• _Set task_
Every line below should be copied exactly; drop the pictures.

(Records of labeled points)
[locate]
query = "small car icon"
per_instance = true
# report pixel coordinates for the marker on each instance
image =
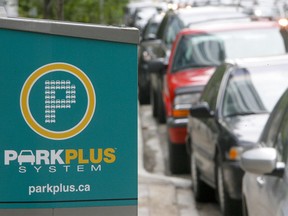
(26, 156)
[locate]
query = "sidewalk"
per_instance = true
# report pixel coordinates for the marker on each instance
(159, 195)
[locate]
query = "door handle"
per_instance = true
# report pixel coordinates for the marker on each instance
(260, 180)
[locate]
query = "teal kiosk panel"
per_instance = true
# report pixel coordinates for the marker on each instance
(69, 115)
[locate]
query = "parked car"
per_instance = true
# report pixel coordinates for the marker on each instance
(228, 119)
(160, 49)
(149, 33)
(265, 186)
(195, 54)
(130, 9)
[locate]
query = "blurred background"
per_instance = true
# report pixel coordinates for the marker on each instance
(209, 75)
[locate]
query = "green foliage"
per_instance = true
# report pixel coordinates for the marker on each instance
(89, 11)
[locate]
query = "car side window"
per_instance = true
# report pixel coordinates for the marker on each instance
(282, 140)
(162, 27)
(270, 135)
(211, 90)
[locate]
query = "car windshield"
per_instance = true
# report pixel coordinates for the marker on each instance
(248, 93)
(204, 50)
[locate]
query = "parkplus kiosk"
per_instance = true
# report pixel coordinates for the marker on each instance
(68, 141)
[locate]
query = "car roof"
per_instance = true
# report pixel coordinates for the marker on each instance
(260, 61)
(217, 27)
(201, 14)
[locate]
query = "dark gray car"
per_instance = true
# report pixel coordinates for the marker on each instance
(265, 184)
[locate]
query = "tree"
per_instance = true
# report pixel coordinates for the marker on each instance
(89, 11)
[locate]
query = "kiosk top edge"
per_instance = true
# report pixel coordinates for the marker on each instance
(73, 29)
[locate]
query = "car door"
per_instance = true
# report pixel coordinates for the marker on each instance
(266, 192)
(205, 130)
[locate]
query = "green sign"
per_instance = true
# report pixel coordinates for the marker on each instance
(69, 115)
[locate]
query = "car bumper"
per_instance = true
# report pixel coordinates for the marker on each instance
(177, 130)
(233, 176)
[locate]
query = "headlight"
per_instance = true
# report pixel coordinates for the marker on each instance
(182, 104)
(235, 153)
(146, 56)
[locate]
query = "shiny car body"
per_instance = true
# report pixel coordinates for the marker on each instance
(160, 48)
(265, 184)
(148, 34)
(195, 54)
(229, 119)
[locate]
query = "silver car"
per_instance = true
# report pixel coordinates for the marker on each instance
(265, 184)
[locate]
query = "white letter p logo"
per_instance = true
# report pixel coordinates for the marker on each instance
(52, 103)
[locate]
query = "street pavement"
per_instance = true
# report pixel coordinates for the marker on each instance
(160, 194)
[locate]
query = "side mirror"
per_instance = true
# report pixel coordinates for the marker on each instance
(201, 110)
(149, 37)
(262, 161)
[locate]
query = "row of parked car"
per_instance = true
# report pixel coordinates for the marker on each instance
(214, 75)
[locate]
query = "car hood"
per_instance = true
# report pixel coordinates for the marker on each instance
(199, 76)
(246, 128)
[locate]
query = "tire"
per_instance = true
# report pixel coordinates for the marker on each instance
(178, 159)
(228, 206)
(202, 192)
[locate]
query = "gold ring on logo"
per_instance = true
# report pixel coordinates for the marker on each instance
(25, 93)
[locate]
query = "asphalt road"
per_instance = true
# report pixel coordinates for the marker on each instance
(155, 164)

• _Task result_
[locate]
query = "small car icon"
per_instance = true
# report pixel coordinates for the marker on each instance
image =
(26, 156)
[locate]
query = "sidewalk"
per_instance = true
# report pixel coordinates for the marker on each instance
(159, 195)
[locate]
query = "door handle"
per_instance = true
# report pixel coordinates for the marker on each instance
(260, 180)
[locate]
query = "teal kiosk panel"
per_instance = true
# report pixel coordinates for the marker on each instance
(69, 115)
[locate]
query = "parked car"
per_instance = true
# report pixel coordinates for the marker on each instance
(228, 119)
(160, 49)
(149, 33)
(265, 186)
(195, 54)
(130, 9)
[locate]
query = "blurred background"
per_instance = true
# report pixel coordinates for the marker on each instance
(209, 75)
[locate]
query = "green foliage"
per_instance = true
# report pixel coordinates for the marker on each instance
(89, 11)
[locate]
query = "car side window"
per_instance = true
# report pixel coordinates for the marker on each instance
(282, 140)
(162, 27)
(270, 135)
(211, 90)
[locate]
query = "car windshield"
per_instance = true
# report pixel coordinates for the marker on each instance
(248, 93)
(204, 50)
[locate]
query = "parkplus kiosk"
per_instance = true
# report pixel coordinates for the marker on each instance
(68, 141)
[locate]
query = "car roof"
per_instance = true
# report pixel coordinates for the marker on each instance
(260, 61)
(217, 27)
(201, 14)
[locate]
query = "dark gray car"
per_instance = true
# report pixel coordinates for the marker on each instance
(265, 184)
[locate]
query = "tree"
per_instance = true
# report pixel coordinates for the marker on each instance
(89, 11)
[locate]
query = "kiosk top edge"
per_instance = true
# report pixel coordinates for the marker on each instance
(73, 29)
[locate]
query = "car door"
per_instance = true
# report pixel coordinates for the marker on each instance
(266, 192)
(205, 130)
[locate]
query = "green sign"
per_instance = true
# report pixel coordinates for the marker on each instance
(69, 115)
[locate]
query = "car bumper"
per_instance = true
# report pixel coordinates for the marker on each instance
(177, 130)
(233, 176)
[locate]
query = "headlight"
per_instance = true
# report pixel coordinates for the marker on each instance
(182, 104)
(235, 153)
(146, 56)
[locate]
query = "shiny car body"
per_instance = true
# report pixel coordinates for the marker on each instance
(160, 48)
(265, 184)
(148, 34)
(195, 54)
(229, 119)
[locate]
query = "silver car"
per_instance = true
# report pixel coordinates for the marker on each instance
(265, 184)
[locate]
query = "white letter p logo"
per_instance = true
# report pixel coordinates for the marker on each instance
(52, 103)
[locate]
query = "street pavement"
per_instance = true
# report pixel coordinates for the marker on each instance
(160, 194)
[locate]
query = "side mirror"
per_instance = true
# report pixel coordinates for the marker on each instance
(201, 110)
(149, 37)
(262, 161)
[locate]
query = "row of parked car"
per_instance = true
# report pixel coordinates for the marker on each instance
(214, 75)
[locate]
query = "car hood"
per_instance = true
# report pixel coordinates for the marker on each instance
(199, 76)
(246, 128)
[locate]
query = "tire"
per_instance = true
# report pixel coordinates for the marker on each instance
(178, 159)
(228, 206)
(202, 192)
[locate]
query = "gold ring on logo"
per_instance = true
# report pixel coordinates for the marker on each instance
(25, 93)
[locate]
query = "asphalt road"
per_instance = true
# report pixel coordinates for the marker on each instance
(155, 164)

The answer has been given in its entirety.